§ SEITENAUSZUG

„Der Händler war auf deutsche Autos, speziell aus Bayern spezialisiert. Er schätzte mich mit einem Blick vom Scheitel bis zum Schuh ab und fand mich als Kunden nicht weiter interessant“, erinnert sich Paul Higgins. „Also drehte ich mich auf dem Absatz um und stiefelte über die Straße zu ‚Clarks of Khyber Pass‘, wo ein paar feine Gebrauchtwagen standen. Dort sah ich den 911 SC von 1980 in perfektem Zustand. Ein Linkslenker, deshalb war der nicht zu teuer. Bei ‚Clarks‘ sagten sie zu mir: ‚Nimm den Elfer übers Wochenende, fahr ihn, und sag uns am Montag, was du denkst.‘ Das war 1985, ich war knapp über 30 Jahre alt, ein Architekt in den Anfängen und schon in Porsche vernarrt. Die Einfachheit und das Fließen der Linien, die perfekten Proportionen und das Fehlen überflüssiger, ornamentaler Spielereien. Egal aus welchem Blickwinkel, der 911 sah immer perfekt aus. Dazu das Fahrgefühl von Leichtigkeit, der Motorklang, die deutsche Ingenieursarbeit: Das war’s. Also brachte ich den Elfer nach Hause. Meine Frau war hochschwanger und von dem Sportwagen nicht sehr beeindruckt. Wir hatten schon zwei Jungs, jetzt stand sie kurz vor der Geburt unseres dritten Kindes. Sie war sicher: Es würde wieder ein Junge sein. Wohl deshalb sagte sie: ‚Wenn es ein Mädchen wird, kannst du den Porsche behalten.‘ Ein paar Tage später kam unsere erste Tochter um halb zwei in der Früh zur Welt. Um halb acht morgens stand ich ungeduldig bei ‚Clarks‘. So ging das mit Porsche los.“
Paul Higgins’ stille Leidenschaft für Porsche blieb über die Jahrzehnte lebendig, und er nahm seine Sportwagen beim Wort. Mit dem SC startete Paul bei Clubrennen, tauschte ihn später gegen einen 3,3-Liter-Turbo aus. Auch der musste herhalten, beispielsweise beim Stadtrennen durch die Straßen von Wellington. Alles lief bestens, dann kam ein Pleuel durch den Block. Im Dezember 1988 stieß der 911 Carrera RS 2.7 zur kleinen Sammlung, gebaut im November 1972. Jetzt steht der RS 2.7 in Grand-Prix-Weiß mit dem Turbo in einer Halle. Von 1997 bis 1999 fuhr Paul einen RSR 3.8 und gewann zwei nationale Titel. Bis heute verzeiht er es sich nicht, diesen Porsche verkauft zu haben. An den Wänden hängen Porsche Rennposter, die Stirnseite ziert das riesige Foto der Nummer 23: 917 Kurzheck, Le-Mans-Sieger 1970.

§ BEREITGESTELLTE DATEN

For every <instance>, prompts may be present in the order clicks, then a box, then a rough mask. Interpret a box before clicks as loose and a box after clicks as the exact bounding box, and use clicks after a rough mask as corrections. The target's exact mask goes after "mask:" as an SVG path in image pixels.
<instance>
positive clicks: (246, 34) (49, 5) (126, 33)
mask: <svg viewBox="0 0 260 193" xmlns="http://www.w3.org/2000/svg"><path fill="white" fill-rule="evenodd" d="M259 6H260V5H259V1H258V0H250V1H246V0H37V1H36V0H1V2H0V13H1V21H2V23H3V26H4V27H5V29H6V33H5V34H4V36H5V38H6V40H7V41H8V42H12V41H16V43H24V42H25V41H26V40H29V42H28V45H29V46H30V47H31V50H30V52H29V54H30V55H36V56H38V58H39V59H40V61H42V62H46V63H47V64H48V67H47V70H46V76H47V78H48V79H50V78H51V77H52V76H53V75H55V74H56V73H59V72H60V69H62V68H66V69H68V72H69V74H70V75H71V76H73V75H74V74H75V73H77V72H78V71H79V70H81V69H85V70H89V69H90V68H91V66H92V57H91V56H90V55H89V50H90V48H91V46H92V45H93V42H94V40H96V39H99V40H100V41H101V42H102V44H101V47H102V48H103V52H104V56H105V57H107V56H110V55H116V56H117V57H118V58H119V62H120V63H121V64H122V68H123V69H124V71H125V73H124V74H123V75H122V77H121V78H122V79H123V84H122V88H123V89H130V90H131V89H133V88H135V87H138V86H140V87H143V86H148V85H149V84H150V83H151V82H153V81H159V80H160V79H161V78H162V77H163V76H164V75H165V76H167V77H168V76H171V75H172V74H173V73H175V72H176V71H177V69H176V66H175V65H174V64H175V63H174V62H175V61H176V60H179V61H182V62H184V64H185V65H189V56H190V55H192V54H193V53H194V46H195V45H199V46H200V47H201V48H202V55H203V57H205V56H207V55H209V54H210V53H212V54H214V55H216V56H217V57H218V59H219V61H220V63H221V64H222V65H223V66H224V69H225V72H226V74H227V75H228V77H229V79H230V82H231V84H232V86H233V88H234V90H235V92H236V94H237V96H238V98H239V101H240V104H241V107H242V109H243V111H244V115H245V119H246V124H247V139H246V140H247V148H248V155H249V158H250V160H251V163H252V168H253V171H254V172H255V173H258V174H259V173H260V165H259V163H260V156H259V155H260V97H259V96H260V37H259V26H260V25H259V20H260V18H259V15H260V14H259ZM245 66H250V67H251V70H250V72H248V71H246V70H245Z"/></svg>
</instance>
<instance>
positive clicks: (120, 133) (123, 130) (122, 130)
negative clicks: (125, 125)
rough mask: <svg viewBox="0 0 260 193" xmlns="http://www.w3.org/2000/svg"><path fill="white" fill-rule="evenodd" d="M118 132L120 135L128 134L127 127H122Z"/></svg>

§ WAS ZU TUN IST
1. Prüfe, ob die folgenden Aussagen mit dem Seitenauszug übereinstimmen, und antworte jeweils mit Ja oder Nein sowie den entscheidenden Worten aus dem Seitenauszug als genaues Zitat.
(a) Paul Higgins kaufte seinen ersten Porsche bei dem Händler, der auf Autos aus Bayern spezialisiert war.
(b) Der 911 SC von 1980 war ein Linkslenker.
(c) Mit dem RSR 3.8 gewann Paul zwei nationale Titel.
2. Bitte beantworte diese Fragen zum Seitenauszug:
(a) In welchem Jahr sah Paul Higgins den 911 SC bei „Clarks“?
(b) Wann wurde der 911 Carrera RS 2.7 gebaut?
(c) Welches Fahrzeug zeigt das riesige Foto an der Stirnseite?

§ LÖSUNGEN IN REIHENFOLGE
1.
(a) Nein: „Also drehte ich mich auf dem Absatz um und stiefelte über die Straße zu ‚Clarks of Khyber Pass‘, wo ein paar feine Gebrauchtwagen standen.“
(b) Ja: „Ein Linkslenker, deshalb war der nicht zu teuer.“
(c) Ja: „Von 1997 bis 1999 fuhr Paul einen RSR 3.8 und gewann zwei nationale Titel.“

2.
(a) 1985
(b) Im November 1972
(c) Den 917 Kurzheck mit der Nummer 23, Le-Mans-Sieger 1970